TASK DATA:
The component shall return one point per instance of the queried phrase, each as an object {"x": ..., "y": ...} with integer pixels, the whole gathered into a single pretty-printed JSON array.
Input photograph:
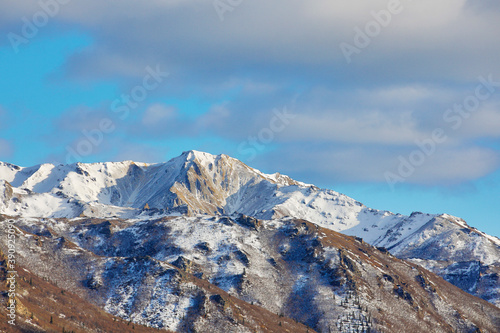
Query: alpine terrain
[{"x": 205, "y": 243}]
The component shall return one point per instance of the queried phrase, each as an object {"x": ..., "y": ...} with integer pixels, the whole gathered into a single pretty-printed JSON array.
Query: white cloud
[
  {"x": 158, "y": 114},
  {"x": 5, "y": 149}
]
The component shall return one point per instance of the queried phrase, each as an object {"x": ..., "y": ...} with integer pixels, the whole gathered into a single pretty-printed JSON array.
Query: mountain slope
[
  {"x": 198, "y": 182},
  {"x": 232, "y": 274}
]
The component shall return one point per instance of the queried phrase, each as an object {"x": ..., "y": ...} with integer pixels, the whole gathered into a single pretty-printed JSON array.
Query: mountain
[
  {"x": 225, "y": 191},
  {"x": 225, "y": 274}
]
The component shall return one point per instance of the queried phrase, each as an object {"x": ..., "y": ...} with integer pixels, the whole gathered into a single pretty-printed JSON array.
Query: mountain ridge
[{"x": 200, "y": 183}]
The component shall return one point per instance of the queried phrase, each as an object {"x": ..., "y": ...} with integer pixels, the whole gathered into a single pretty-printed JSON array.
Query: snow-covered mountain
[
  {"x": 239, "y": 274},
  {"x": 200, "y": 183}
]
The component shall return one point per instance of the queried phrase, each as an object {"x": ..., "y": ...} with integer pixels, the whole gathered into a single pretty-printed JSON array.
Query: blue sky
[{"x": 386, "y": 104}]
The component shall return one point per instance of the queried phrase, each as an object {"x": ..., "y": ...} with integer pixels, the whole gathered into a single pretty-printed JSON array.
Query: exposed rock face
[
  {"x": 205, "y": 274},
  {"x": 238, "y": 195}
]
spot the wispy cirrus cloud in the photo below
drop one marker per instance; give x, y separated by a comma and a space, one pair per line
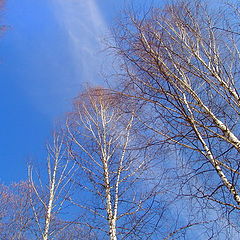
85, 27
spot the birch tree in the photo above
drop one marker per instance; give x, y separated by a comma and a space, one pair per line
52, 195
113, 178
182, 62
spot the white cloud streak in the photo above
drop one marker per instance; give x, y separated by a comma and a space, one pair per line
85, 27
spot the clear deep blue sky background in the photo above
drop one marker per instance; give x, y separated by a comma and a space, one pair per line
50, 49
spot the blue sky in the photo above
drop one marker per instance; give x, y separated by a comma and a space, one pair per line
50, 50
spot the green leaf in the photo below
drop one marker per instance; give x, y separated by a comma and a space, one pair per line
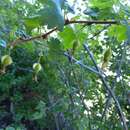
51, 14
10, 128
119, 31
68, 36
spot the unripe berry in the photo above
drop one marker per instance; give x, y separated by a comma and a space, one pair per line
6, 60
37, 67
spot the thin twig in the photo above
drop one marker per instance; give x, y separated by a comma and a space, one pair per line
107, 87
67, 22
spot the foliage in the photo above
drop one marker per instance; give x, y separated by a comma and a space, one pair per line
68, 93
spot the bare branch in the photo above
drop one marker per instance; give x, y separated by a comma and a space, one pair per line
107, 87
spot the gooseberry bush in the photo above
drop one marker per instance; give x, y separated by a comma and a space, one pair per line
64, 65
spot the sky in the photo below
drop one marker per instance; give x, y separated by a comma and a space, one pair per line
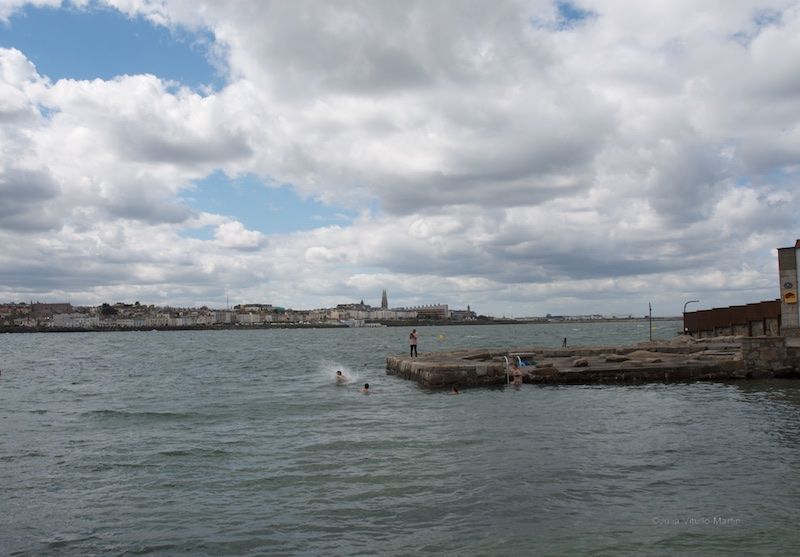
519, 157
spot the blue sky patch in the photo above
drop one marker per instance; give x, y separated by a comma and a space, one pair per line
570, 15
260, 207
103, 43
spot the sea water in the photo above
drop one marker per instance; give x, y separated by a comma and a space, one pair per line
241, 443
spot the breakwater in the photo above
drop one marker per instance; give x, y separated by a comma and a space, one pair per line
682, 359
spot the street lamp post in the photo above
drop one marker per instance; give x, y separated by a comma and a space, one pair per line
684, 312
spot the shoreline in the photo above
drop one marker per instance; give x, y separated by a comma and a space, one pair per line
402, 323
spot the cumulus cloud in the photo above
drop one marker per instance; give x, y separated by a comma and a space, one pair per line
524, 156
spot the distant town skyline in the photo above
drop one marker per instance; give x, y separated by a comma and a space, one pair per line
523, 158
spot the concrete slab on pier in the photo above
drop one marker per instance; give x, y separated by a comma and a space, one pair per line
681, 360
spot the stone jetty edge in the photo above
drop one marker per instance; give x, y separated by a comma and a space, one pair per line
681, 360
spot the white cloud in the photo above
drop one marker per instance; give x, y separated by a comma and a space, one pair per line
498, 157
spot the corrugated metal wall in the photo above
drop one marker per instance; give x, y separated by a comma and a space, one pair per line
762, 318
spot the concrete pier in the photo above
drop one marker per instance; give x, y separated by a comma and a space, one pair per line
684, 359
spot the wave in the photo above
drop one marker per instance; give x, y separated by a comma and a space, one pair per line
139, 415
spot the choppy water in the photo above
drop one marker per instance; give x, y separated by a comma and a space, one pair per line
240, 443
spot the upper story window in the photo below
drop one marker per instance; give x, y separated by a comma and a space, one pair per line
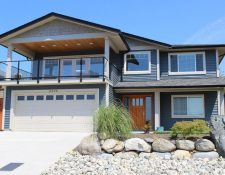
137, 63
187, 63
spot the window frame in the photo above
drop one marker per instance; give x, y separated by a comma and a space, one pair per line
188, 116
126, 72
188, 72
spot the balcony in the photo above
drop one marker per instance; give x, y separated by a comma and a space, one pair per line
85, 69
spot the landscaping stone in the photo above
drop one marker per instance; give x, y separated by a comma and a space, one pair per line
109, 144
89, 145
185, 145
149, 140
163, 145
182, 154
102, 136
136, 144
126, 155
76, 164
104, 156
217, 126
205, 155
145, 155
119, 147
204, 145
161, 155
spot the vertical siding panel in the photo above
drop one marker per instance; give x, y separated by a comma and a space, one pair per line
145, 77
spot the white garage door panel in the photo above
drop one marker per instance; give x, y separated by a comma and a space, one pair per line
54, 115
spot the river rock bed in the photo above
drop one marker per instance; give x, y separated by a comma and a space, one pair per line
131, 163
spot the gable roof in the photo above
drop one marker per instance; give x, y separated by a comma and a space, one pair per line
52, 14
121, 34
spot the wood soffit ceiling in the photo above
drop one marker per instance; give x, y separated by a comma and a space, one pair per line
95, 44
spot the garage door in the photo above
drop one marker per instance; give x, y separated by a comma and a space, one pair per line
55, 111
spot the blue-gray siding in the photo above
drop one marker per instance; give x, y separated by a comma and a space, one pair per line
210, 66
146, 77
211, 107
10, 89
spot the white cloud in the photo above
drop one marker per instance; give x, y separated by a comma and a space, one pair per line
212, 33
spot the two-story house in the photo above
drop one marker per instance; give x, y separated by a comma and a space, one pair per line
74, 66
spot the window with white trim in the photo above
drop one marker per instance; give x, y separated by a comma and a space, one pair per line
187, 106
187, 63
137, 62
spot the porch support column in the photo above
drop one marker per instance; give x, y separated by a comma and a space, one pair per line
106, 54
9, 63
220, 98
158, 63
157, 110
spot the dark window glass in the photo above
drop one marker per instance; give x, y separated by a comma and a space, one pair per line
49, 97
173, 63
180, 105
80, 97
40, 97
59, 97
20, 98
30, 98
199, 62
69, 97
137, 62
90, 97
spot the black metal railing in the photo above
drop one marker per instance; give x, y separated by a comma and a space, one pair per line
59, 69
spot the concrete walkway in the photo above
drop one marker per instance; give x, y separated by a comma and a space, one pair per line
36, 150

THE EXERCISE: Write out the entries above verbatim; the pictures do not belong in your copy.

CORRECT RESPONSE:
The component shall return one point per instance of the queried phrase, each as an object {"x": ..., "y": ...} with integer pixels, the whole gathered into a single pretty-printed JSON array.
Input photograph:
Query: alpine terrain
[{"x": 205, "y": 243}]
The component shall return one point per instance of the queried phrase, each as an object {"x": ..., "y": ...} with integer pixels, the whole gathered into a single pretty-printed JSON array.
Query: white cloud
[
  {"x": 158, "y": 114},
  {"x": 5, "y": 149}
]
The component shall return one point per instance of the queried phrase, each as an object {"x": ..., "y": ...} with integer pixels, the whole gathered into a single pretty-printed JSON array.
Query: mountain slope
[
  {"x": 198, "y": 182},
  {"x": 232, "y": 274}
]
The component shall return one point per instance of the queried phrase, each as an object {"x": ..., "y": ...} with integer pixels, the whole gathered into a single pretty-printed JSON array.
Query: mountain
[
  {"x": 225, "y": 191},
  {"x": 225, "y": 274}
]
The component shall return one point per instance of the queried phrase, each as an object {"x": ..., "y": ...} with integer pixels, the whole gathered into a single pretty-printed JSON array.
Query: mountain ridge
[{"x": 200, "y": 183}]
The component shall return one point per instance of the queried phrase, each as an object {"x": ..., "y": ...} with integer pixels, the whole gathered into a single pretty-printed JSON array.
Query: snow-covered mountain
[
  {"x": 239, "y": 274},
  {"x": 200, "y": 183}
]
The component shall return one point per instance of the queried phrase, each as an object {"x": ..., "y": ...} with integer pixels, the whole gathered into a single pretty-printed JSON array.
Query: blue sky
[{"x": 386, "y": 104}]
The component shall return one point per instance of the queried phrase, each as an object {"x": ..., "y": ...} with integer pixels, the whole gathered into a single pretty-printed JSON array.
Query: exposed rock face
[
  {"x": 205, "y": 274},
  {"x": 238, "y": 195}
]
spot the wispy cirrus cloud in the photo below
drop one marker per instance; give x, y separated by a comma and a space, one pair per line
85, 27
spot the birch tree in the photo above
drop one marker per instance; give x, y separated by a comma and a space, one pair per line
52, 195
113, 178
182, 62
spot the white cloud streak in the photo above
drop one marker per instance; give x, y separated by a comma and a space, one pair per line
85, 27
spot the clear deep blue sky background in the photo above
drop one marker per instance; give x, y separated by a comma and a space, one pair per line
50, 49
spot the blue sky in the photo above
drop one marker per instance; give x, y separated by a comma and a space, one pair per line
50, 50
spot the green leaf in the photo below
drop one marker per instance; give x, y separated by a comma and a space, one pair per line
51, 14
10, 128
119, 31
68, 36
spot the unripe berry in the photo above
drop one marker per instance; give x, y separated by a comma and a space, one pair per line
6, 60
37, 67
spot the thin twig in the photo above
drop one marker per instance; give x, y separated by a comma and a space, one pair per line
107, 87
67, 22
spot the foliage in the photo above
drop one marker per instance; give x, y separated by a comma and a space, one pair per line
68, 93
spot the bare branch in the photo above
drop one marker per instance; give x, y separated by a comma and a space, one pair per line
107, 87
spot the gooseberry bush in the photo above
drop one marker per instance; give x, y separated by a comma and a space, one pair per line
64, 65
spot the sky in the photo below
drop one marker per instance; give x, y separated by a comma and a space, one pair per line
519, 157
spot the blue sky patch in the photo above
drop one marker per instance; give x, y separated by a comma and a space, one pair per line
570, 15
260, 207
103, 43
spot the sea water in the photo above
drop one marker per instance; give x, y separated by a comma and a space, one pair per line
241, 443
spot the breakwater in the photo above
drop one marker per instance; give x, y separated by a comma and a space, one pair per line
682, 359
spot the street lamp post in the photo above
drop one marker per instance; give x, y separated by a comma and a space, one pair per line
684, 312
spot the shoreline in the photo above
drop one marker per instance; give x, y separated by a comma and a space, one pair per line
402, 323
spot the cumulus cloud in the photo above
drop one marker per instance; give x, y separated by a comma and a space, one pair per line
524, 156
spot the distant town skyline in the photo above
drop one marker per instance; give x, y separated by a comma and a space, one pair per line
523, 158
spot the concrete slab on pier in the photo above
drop one marker per instance; give x, y separated by a comma and a space, one pair per line
681, 360
spot the stone jetty edge in the photo above
drop one marker per instance; give x, y separated by a comma and a space, one pair per line
681, 360
spot the white cloud in the photo above
drop one marker per instance; give x, y separated by a comma and a space, one pair per line
498, 157
spot the corrugated metal wall in the photo above
drop one marker per instance; give x, y separated by a comma and a space, one pair per line
762, 318
spot the concrete pier in the photo above
drop one marker per instance; give x, y separated by a comma and a space, one pair per line
684, 359
spot the wave in the photo above
drop one marker per instance; give x, y separated by a comma and a space, one pair per line
139, 415
spot the choppy water in the photo above
drop one marker per instance; give x, y separated by a comma and a space, one pair per line
240, 443
spot the upper story window in the photo below
drop one marker per instance; give x, y separated by a comma and a space, one pair per line
137, 63
187, 63
spot the window frame in the photo above
drop one marker per instance; give x, y separated by a comma and a space, one pair per line
188, 116
126, 72
188, 72
spot the balcony in the photo above
drop one marker per instance; give x, y separated by a comma and a space, one pair per line
85, 69
spot the landscaping stone in the photo above
drop one marker per instance; give x, y separated by a comma and a space, one pair per line
109, 144
89, 145
185, 145
149, 140
163, 145
182, 154
102, 136
136, 144
126, 155
76, 164
104, 156
217, 126
205, 155
145, 155
119, 147
204, 145
161, 155
spot the vertical siding panel in the photo above
drop one marker per instance; give x, y separated by a comma and a space, one pair per line
145, 77
spot the white garage door panel in the photo above
drop one marker per instance; give x, y separated by a comma and a space, one pair per line
54, 115
spot the river rock bed in the photo above
drop one marker per instance; give x, y separated by a comma and a space, one pair per line
131, 163
spot the gable roof in the photo above
drop one marker per instance; give x, y separated by a comma and a space, one pair per line
52, 14
121, 34
spot the wood soffit ceiling in the photo above
drop one marker per instance; give x, y separated by a comma and a space, one pair per line
95, 44
spot the garage door in the photo above
drop one marker per instance; give x, y separated by a comma and a space, one pair per line
55, 111
spot the blue-gray siding in the photo above
drop one marker per instance; give x, y separated by a comma and a space, one pair per line
210, 66
146, 77
211, 107
10, 89
spot the white cloud in the photo above
drop one marker per instance; give x, y separated by a comma and a space, one pair per line
212, 33
spot the two-story house in the photo above
drop one marker per instance; give x, y separated by a comma and a space, one pair per line
74, 66
spot the window with white trim in the photo above
drop one marker per instance; give x, y separated by a comma and a space, one pair per line
187, 106
187, 63
137, 62
spot the porch support column in the photo above
drop one marker per instance; give x, y separated by a comma and a space, one pair per line
106, 54
9, 63
220, 98
158, 63
157, 110
spot the dark window glass in the photo above
drop one marker per instance; give x, y separated by a comma and a space, one pair per line
49, 97
173, 63
180, 105
80, 97
40, 97
59, 97
20, 98
30, 98
199, 62
69, 97
137, 62
90, 97
spot the black metal railing in the photo above
drop one marker per instance; give x, y separated by a comma and a space, one pair per line
59, 69
spot the concrete walkway in the photo above
drop one marker per instance; give x, y separated by a comma and a space, one pair per line
36, 150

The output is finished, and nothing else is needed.